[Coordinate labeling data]
------------------------------------------------

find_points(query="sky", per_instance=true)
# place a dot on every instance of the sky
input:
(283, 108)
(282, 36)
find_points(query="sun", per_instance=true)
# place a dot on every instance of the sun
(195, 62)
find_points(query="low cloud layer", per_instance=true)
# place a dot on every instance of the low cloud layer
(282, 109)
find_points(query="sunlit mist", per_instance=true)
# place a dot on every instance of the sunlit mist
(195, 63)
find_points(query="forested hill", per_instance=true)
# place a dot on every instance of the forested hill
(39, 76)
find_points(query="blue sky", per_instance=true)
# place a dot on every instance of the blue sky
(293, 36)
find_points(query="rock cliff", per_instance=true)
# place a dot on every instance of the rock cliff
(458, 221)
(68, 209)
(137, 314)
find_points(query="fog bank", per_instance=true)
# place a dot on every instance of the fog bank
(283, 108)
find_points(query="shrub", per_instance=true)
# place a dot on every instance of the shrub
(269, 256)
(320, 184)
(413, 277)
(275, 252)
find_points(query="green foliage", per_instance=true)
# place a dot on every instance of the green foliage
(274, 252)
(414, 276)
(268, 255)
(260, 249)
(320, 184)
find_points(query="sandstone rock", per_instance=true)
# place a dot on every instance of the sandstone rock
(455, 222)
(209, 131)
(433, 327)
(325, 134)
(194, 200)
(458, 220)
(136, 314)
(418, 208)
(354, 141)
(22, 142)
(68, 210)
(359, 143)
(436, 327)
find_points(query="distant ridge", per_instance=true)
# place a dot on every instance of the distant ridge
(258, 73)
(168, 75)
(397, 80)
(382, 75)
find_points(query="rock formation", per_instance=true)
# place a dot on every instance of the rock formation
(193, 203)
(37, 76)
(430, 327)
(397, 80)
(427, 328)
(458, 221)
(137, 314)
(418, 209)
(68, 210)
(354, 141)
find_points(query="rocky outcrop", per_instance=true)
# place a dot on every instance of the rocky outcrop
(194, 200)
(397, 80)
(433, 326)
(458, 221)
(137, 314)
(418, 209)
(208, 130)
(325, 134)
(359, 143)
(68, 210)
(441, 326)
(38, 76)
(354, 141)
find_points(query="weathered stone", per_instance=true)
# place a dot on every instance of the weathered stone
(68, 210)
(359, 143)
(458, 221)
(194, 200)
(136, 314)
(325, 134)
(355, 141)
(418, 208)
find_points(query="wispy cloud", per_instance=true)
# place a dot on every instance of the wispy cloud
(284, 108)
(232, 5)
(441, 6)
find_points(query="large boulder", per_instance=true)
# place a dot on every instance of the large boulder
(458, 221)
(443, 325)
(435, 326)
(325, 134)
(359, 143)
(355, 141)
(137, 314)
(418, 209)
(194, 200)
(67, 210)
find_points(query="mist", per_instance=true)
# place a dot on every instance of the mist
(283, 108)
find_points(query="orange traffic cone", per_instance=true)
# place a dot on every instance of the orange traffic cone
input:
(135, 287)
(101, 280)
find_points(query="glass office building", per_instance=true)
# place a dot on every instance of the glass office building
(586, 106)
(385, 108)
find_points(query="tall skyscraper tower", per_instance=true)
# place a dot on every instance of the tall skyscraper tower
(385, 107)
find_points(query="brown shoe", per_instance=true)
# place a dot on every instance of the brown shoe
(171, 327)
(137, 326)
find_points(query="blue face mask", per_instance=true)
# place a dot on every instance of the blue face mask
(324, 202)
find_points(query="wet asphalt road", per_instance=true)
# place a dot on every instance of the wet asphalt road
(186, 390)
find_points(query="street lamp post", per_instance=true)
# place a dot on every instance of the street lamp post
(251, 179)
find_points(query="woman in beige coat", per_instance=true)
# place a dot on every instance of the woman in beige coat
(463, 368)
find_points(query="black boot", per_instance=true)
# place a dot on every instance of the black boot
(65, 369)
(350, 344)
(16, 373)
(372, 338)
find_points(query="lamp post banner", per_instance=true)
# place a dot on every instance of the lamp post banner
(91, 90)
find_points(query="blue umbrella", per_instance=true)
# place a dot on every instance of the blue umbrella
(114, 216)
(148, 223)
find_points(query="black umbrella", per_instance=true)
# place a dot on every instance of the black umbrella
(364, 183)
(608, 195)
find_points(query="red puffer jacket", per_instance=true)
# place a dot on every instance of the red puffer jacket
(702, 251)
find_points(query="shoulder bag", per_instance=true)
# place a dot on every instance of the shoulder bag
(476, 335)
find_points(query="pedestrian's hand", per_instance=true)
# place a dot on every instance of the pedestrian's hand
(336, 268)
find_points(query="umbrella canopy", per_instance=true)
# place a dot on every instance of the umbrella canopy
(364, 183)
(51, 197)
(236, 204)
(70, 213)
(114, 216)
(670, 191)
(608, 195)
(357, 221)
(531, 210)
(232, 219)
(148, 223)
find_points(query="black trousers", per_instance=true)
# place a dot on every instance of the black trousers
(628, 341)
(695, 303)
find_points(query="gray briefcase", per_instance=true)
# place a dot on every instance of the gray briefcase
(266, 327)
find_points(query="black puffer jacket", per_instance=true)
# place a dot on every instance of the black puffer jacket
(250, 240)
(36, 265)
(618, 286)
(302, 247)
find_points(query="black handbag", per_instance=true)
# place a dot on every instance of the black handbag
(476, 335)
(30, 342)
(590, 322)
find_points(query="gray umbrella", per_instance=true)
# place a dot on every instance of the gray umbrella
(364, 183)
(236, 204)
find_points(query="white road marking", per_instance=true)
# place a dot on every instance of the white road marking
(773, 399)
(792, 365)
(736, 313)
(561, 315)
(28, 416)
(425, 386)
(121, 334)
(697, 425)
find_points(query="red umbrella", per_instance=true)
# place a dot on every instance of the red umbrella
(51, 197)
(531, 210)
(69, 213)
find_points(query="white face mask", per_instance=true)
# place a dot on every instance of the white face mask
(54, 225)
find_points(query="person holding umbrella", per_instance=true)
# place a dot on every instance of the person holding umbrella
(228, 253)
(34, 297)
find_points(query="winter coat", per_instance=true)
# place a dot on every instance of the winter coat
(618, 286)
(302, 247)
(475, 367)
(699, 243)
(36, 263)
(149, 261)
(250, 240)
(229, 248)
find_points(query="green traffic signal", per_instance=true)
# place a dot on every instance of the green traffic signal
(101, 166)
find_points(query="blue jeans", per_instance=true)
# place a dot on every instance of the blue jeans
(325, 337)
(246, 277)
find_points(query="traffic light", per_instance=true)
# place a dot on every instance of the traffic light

------------------------------------------------

■ **What to work on**:
Report each line in the records that contains the word "blue".

■ **Task solution**:
find_points(query="blue sky", per_instance=true)
# place a dot on every instance of the blue sky
find_points(query="blue face mask", per_instance=true)
# place a dot on every instance of the blue face mask
find_points(query="blue umbrella", per_instance=true)
# place a dot on every instance of the blue umbrella
find_points(query="blue jeans", per_instance=true)
# place a dot on every instance of the blue jeans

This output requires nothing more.